▶ WHAT THE TASK REQUIRES:
Find the line that contains "For the benchmark, spot each instance of the yellow"; then retype it and each line after it, exactly, through the final line of the data below.

▶ MATERIAL FOR THIS EXERCISE:
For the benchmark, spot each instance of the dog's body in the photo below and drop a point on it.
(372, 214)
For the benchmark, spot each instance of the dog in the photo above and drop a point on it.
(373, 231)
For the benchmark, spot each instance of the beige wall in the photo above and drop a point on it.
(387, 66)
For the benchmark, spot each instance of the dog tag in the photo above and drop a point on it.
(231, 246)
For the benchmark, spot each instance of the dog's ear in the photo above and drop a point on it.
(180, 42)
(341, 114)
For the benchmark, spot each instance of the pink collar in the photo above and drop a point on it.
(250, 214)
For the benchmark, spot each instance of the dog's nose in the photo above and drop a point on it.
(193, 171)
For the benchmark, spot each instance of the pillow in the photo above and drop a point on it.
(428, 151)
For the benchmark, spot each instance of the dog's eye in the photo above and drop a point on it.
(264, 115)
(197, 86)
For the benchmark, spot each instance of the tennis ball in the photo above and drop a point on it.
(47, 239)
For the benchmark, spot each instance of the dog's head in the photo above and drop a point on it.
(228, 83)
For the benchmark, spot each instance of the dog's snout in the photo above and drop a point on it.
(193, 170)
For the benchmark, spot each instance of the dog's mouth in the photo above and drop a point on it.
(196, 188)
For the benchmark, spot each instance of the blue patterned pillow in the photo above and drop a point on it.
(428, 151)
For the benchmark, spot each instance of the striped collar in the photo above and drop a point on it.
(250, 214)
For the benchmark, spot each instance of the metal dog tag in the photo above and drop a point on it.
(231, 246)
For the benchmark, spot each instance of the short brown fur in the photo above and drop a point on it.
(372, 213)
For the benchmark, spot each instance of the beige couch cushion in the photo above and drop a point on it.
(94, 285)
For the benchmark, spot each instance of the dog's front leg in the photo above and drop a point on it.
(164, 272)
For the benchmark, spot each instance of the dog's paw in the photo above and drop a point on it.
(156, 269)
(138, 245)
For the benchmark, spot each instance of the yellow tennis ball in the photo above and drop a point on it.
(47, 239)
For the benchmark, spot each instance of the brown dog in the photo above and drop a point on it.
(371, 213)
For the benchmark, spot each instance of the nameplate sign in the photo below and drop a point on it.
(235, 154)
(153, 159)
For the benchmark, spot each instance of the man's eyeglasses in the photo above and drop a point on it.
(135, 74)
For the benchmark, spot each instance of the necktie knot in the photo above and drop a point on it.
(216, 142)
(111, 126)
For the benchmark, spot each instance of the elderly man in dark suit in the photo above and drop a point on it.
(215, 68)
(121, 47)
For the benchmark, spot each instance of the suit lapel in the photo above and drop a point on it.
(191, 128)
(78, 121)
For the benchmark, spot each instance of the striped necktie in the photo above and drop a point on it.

▶ WRITTEN RESPONSE:
For the benchmark, spot each instance of the yellow tennis ball in the photo above and drop a point on it.
(47, 239)
For the benchmark, spot each instance of the brown dog in the photo above and drop a point on it.
(371, 213)
For the benchmark, spot each instance of the nameplate sign in the photo below and drop a point on it.
(235, 154)
(153, 159)
For the benchmark, spot each instance of the man's eyeglasses in the photo above and drop a point on it.
(135, 74)
For the benchmark, spot each instance of the necktie knot in the photo above and drop a point on it.
(216, 142)
(111, 126)
For the benchmark, spot each instance of the elderly man in dark suit in the photo above and drop a point on it.
(215, 68)
(121, 47)
For the benchmark, spot each instance of the suit lapel in the photo above and drop a point on it.
(191, 128)
(78, 121)
For the benchmark, spot each instance of the striped necktie in the photo above and drop a point on it.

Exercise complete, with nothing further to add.